--- SHORT TASK ---
Reproduce, word for word, the entries below from the line holding "TARGET: orange flower" through the end of the entries, both ends included, and leave out any pictures.

--- RECORDS SUPPLIED ---
-- -- --
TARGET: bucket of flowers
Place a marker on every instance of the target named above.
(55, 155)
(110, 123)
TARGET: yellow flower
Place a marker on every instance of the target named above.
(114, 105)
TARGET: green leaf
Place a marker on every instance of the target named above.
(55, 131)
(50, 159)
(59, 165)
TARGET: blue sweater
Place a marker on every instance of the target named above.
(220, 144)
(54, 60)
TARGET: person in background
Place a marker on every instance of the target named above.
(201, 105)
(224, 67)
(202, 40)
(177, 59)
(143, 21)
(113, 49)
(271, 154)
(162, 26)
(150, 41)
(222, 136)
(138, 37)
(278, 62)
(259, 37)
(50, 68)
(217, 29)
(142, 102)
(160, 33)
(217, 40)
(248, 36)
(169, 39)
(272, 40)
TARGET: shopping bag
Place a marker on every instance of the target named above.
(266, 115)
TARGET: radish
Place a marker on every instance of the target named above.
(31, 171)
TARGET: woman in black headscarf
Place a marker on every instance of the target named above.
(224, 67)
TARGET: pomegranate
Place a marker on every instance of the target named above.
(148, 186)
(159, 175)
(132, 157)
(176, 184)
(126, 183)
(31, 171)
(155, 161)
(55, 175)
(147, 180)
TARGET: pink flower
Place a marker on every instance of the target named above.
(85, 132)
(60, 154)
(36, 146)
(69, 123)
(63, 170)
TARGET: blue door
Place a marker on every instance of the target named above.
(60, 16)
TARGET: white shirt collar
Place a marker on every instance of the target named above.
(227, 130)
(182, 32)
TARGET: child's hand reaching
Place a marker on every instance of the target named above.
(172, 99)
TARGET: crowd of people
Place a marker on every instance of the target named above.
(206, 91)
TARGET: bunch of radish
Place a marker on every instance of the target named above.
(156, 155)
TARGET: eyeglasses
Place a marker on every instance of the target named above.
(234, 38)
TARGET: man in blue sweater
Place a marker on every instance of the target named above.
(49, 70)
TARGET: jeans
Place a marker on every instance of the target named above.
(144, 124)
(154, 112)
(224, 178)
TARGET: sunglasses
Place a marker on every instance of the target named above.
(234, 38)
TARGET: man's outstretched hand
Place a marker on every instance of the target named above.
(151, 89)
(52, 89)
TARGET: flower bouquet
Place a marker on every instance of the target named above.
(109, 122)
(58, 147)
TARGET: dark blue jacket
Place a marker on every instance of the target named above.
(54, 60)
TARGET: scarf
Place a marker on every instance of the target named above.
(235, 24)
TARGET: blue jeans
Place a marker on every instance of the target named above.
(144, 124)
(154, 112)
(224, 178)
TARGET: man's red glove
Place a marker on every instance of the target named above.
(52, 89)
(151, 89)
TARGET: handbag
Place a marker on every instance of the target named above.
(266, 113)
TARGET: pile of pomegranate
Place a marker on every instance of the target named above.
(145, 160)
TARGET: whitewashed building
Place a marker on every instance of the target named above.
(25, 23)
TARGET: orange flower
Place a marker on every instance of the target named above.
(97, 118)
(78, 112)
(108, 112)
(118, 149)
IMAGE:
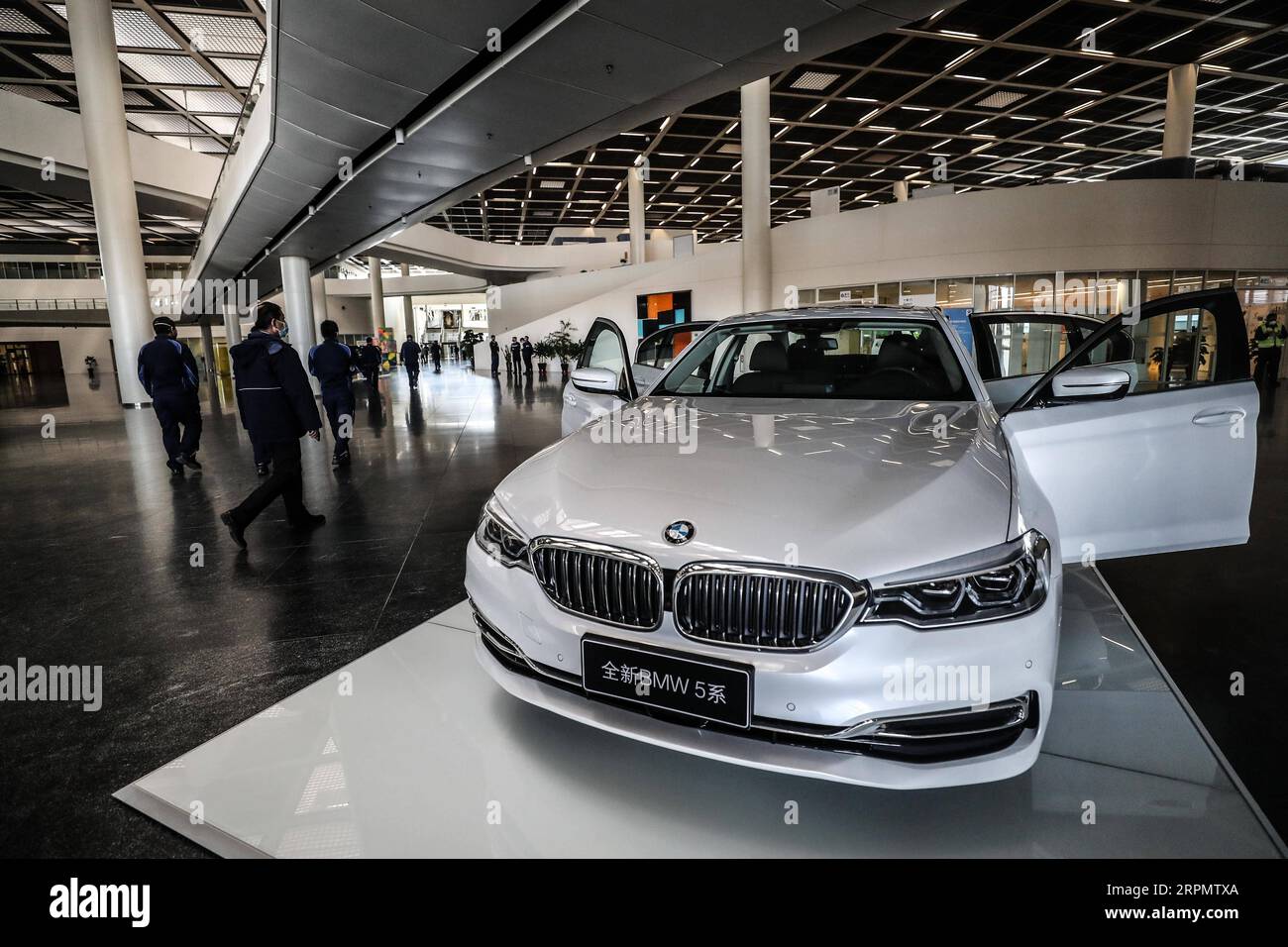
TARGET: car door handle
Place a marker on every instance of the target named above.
-- -- --
--- ANSWER BELOW ---
TARGET: orange flower
Place a marker on every instance of the target named above.
(97, 118)
(78, 112)
(108, 112)
(118, 149)
IMAGE:
TARGET: car door handle
Place a marker on every instance of the target named above.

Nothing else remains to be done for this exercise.